### Список заданий
1. Ответьте на вопросы по тексту для анализа.
(а) Кто заболел брюшным тифом, приехав из Нью-Йорка в одном поезде с подсудимым?
(б) Какого числа состоялся разговор «Мэгги» с Моссом Хантоном и Полковником о завещании имущества на благотворительность?
(в) Какое условие поставила мать Франсис для её возвращения в семью?
2. Продолжите текст о показаниях Марджори Крисман Своуп, начав сразу после его последнего предложения.

### Текст для анализа
Свидетельница ни единым словом не обмолвилась о странной заболеваемости членов семьи брюшным тифом, о том, что этой болезнью заболела Люси Ли, приехавшая из Нью-Йорка в одном поезде с подсудимым, ничего не сказала о таинственной «пищеварительной капсуле» принесенной её сыном в ночь на 13 декабря – никаких упоминаний этих действительно подозрительных событий не последовало.
Честное слово, показания Марджори Крисман Своуп выглядят как своего рода «троллинг» обвинения. Свидетельница делала вид. будто не понимает, чего от неё ждёт прокурор и изрекала вслух какие-то нелепицы, мало имеющие отношения к сути судебного разбирательства. Показания «Мэгги» оказались совершенно беспомощны и совершенно не по существу. Так, например, она довольно долго говорила о том, что Полковник Своуп обсуждал с нею своё намерение завещать значительную часть имущества на благотворительность и её разговор на эту тему с Моссом Хантоном и Полковником состоялся 12 сентября, ещё до того, как доктор Твайман привёл в «резиденцию Логана» своих медсестёр… Эти детали были бы, наверное, интересны на суде, решавшим вопрос о признании, либо непризнании вменяемости завещателя, но в данном-то процессе речь шла об обвинении в убийствах!
Её показания оказались для обвинения совершенно бесполезны. И адвокат Уолш сие, разумеется, понял. Он не стал мучить свидетельницу долгим допросом, а поинтересовался фактически единственной деталью. А именно – тем, когда имел место и как протекал последний разговор «Мэгги» с дочерью Франсис, женой обвиняемого? После нескольких уточняющих вопросов адвоката женщина признала, что её последняя беседа с дочерью произошла 18 декабря 1909 г. В ходе нелицеприятного разговора мать поставила Франсис условие, при котором та могла бы вернуться в семью. Таком условием должен был стать развод с Беннетом Хайдом. «Мэгги» признала, что подобный разговор состоялся, не заметив, что тем самым она отчасти опровергла те утверждения, с которых начинала своё выступление в качестве свидетеля.

### Предоставленные материалы
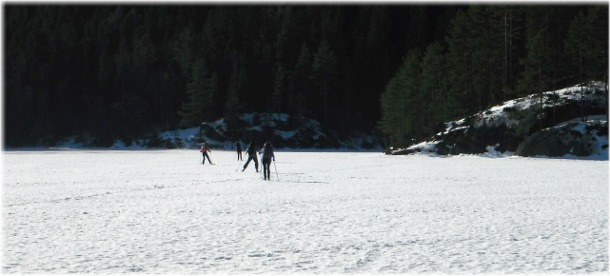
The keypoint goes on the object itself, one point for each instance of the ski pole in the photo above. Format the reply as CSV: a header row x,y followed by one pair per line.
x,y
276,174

--

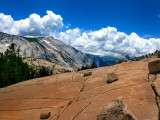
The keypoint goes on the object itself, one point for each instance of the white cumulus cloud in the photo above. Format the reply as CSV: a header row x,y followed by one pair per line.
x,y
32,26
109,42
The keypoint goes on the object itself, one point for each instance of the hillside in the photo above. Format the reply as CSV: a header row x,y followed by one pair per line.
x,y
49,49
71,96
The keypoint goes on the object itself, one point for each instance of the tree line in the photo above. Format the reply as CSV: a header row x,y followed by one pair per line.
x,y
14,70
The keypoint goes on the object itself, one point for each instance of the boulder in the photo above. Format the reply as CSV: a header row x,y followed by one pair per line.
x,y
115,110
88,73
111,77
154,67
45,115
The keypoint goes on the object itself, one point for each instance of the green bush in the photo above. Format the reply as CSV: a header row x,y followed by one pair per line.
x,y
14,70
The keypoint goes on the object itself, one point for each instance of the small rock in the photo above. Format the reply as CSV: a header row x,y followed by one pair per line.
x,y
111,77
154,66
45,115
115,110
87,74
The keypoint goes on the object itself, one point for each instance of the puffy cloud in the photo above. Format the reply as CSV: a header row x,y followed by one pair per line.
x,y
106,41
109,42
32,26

### Ответы к заданиям
1.
(а) Брюшным тифом заболела Люси Ли.
(б) Этот разговор состоялся 12 сентября.
(в) Условием был развод Франсис с Беннетом Хайдом.

2.
Поведение «последнего из важнейших свидетелей обвинения», как назвал «Мэгги» Своуп прокурор Конклин, рождает массу вопросов. Совершенно очевидно, что ей надлежало сказать нечто совсем иное и не следует думать, будто прокурор допрашивал «Мэгги» наобум, не имея представления о том, что именно она будет говорить! Разумеется, предполагаемое содержание её показаний было известно Конклину и тот возлагал на рассказ «Мэгги» большие надежды, иначе он не поставил бы этого свидетеля последним. Ибо в судах с участием присяжных напоследок оставляются самые значимые, важные и убедительные свидетельства, дабы они произвели наибольшее впечатление на жюри и лучше запомнились.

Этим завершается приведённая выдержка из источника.